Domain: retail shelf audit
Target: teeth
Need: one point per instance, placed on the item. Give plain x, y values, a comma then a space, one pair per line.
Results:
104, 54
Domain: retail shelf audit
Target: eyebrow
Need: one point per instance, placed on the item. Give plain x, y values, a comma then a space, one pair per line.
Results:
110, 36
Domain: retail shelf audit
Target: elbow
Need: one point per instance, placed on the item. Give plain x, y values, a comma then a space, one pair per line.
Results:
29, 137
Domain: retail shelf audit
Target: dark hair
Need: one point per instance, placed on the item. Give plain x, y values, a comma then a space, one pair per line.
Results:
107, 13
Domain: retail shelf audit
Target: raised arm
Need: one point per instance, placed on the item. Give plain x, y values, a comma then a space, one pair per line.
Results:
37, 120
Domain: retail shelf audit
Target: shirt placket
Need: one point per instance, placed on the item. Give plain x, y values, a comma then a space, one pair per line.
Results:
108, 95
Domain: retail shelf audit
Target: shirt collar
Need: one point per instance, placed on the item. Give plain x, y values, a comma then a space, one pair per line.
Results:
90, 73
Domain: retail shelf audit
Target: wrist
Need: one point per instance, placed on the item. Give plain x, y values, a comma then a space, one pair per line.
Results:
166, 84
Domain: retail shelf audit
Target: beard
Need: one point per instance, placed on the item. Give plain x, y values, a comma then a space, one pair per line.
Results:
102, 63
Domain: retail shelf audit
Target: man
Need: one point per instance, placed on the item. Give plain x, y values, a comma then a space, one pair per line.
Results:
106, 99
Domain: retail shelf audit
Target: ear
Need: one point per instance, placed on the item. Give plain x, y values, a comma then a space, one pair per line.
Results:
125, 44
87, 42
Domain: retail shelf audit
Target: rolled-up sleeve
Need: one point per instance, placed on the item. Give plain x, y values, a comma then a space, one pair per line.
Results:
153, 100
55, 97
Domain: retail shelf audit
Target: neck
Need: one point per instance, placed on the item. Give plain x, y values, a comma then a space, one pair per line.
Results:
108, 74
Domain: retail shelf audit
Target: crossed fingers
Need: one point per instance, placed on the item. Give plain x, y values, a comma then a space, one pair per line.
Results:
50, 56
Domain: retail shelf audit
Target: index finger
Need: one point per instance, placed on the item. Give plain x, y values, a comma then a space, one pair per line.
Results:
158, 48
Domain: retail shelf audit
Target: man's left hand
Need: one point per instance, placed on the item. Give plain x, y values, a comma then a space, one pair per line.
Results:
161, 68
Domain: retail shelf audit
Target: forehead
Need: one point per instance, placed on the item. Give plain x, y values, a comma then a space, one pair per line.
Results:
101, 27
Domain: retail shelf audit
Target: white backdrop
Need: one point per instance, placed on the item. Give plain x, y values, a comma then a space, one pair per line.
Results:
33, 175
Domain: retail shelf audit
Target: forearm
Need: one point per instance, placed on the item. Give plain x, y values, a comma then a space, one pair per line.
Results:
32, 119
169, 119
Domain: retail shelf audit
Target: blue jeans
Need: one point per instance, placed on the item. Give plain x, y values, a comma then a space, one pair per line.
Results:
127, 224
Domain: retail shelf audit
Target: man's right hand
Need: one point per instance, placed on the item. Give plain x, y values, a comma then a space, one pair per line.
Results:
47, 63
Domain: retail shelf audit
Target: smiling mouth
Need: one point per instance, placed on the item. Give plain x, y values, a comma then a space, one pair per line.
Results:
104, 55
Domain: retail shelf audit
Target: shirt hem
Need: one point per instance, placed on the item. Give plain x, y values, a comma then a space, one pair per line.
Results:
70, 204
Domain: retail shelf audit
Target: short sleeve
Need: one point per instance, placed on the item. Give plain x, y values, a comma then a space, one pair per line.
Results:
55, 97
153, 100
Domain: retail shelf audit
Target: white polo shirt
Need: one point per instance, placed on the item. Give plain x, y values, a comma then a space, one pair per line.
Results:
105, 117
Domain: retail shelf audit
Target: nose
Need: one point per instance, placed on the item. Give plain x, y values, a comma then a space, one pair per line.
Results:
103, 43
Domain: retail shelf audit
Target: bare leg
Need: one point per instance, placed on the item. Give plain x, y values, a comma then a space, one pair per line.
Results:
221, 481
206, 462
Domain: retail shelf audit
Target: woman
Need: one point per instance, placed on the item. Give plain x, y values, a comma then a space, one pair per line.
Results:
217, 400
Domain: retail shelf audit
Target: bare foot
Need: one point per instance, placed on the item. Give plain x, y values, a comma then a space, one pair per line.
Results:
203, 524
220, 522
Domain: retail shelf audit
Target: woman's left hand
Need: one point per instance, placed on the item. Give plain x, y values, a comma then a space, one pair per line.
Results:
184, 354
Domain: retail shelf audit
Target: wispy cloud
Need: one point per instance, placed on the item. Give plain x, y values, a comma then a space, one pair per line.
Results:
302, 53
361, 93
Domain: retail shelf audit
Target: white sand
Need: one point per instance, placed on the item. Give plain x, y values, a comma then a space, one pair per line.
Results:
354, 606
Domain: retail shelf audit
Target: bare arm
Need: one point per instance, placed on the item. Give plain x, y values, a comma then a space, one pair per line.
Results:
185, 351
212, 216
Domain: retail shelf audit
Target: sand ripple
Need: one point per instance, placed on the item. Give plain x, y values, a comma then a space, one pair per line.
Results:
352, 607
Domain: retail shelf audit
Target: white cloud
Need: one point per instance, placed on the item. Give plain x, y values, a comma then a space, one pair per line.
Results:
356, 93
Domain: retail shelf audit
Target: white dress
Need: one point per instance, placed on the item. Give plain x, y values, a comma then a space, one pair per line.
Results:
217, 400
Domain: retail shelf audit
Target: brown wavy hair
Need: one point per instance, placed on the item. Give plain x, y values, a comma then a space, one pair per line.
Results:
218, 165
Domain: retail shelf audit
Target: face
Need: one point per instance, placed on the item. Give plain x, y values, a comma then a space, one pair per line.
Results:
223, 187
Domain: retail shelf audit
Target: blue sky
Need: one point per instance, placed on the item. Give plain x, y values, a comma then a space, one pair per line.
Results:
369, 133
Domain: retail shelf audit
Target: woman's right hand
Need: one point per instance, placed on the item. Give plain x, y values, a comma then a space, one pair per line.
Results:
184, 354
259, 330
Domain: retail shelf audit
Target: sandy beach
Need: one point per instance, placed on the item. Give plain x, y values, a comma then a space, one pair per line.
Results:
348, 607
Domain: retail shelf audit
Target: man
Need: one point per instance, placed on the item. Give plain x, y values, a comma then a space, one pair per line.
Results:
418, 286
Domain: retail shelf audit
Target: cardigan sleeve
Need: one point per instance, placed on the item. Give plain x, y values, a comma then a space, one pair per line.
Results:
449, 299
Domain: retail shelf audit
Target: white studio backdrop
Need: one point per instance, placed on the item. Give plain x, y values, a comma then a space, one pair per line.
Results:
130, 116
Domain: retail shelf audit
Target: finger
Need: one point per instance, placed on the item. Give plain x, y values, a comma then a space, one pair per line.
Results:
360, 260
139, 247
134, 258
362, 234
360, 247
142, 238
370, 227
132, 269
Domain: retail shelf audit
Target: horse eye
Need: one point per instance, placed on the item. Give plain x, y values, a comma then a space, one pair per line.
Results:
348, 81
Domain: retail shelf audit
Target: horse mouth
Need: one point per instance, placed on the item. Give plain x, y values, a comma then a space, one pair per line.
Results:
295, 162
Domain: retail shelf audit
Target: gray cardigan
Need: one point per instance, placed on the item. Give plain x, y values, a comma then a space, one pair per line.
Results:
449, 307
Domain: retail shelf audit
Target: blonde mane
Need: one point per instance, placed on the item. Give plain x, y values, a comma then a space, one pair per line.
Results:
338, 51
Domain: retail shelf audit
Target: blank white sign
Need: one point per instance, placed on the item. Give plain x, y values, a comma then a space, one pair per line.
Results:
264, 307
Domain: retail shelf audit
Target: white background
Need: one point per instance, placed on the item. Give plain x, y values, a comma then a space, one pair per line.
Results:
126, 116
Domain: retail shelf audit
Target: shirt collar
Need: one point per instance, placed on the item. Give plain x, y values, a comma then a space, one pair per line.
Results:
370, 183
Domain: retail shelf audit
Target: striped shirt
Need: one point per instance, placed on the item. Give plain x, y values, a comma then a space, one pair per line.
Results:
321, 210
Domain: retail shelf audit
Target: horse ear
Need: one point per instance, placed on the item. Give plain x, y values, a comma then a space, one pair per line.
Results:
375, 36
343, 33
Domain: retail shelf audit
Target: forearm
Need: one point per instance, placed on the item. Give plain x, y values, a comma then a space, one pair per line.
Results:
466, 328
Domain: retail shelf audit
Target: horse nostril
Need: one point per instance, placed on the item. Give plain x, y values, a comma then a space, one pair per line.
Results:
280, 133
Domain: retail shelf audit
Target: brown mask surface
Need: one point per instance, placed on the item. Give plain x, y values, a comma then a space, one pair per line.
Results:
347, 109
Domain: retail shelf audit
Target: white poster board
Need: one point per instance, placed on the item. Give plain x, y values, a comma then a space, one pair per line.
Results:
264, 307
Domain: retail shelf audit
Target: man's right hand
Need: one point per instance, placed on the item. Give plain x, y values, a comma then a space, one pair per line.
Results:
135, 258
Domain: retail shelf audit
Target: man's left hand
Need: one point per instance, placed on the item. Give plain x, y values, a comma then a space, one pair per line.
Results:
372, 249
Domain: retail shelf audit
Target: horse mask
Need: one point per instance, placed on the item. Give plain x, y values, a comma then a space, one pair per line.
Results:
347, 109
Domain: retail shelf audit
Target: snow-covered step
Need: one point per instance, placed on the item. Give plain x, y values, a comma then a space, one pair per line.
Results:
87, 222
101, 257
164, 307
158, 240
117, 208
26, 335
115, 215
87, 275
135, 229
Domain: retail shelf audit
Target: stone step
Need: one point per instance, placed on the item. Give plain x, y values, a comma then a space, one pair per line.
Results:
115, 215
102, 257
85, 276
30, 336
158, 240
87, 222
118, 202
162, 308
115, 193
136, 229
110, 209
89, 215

****************

Pull out every line of the data above that contains the string "woman", matching case exactly.

Target: woman
Target: woman's left hand
Target: woman's right hand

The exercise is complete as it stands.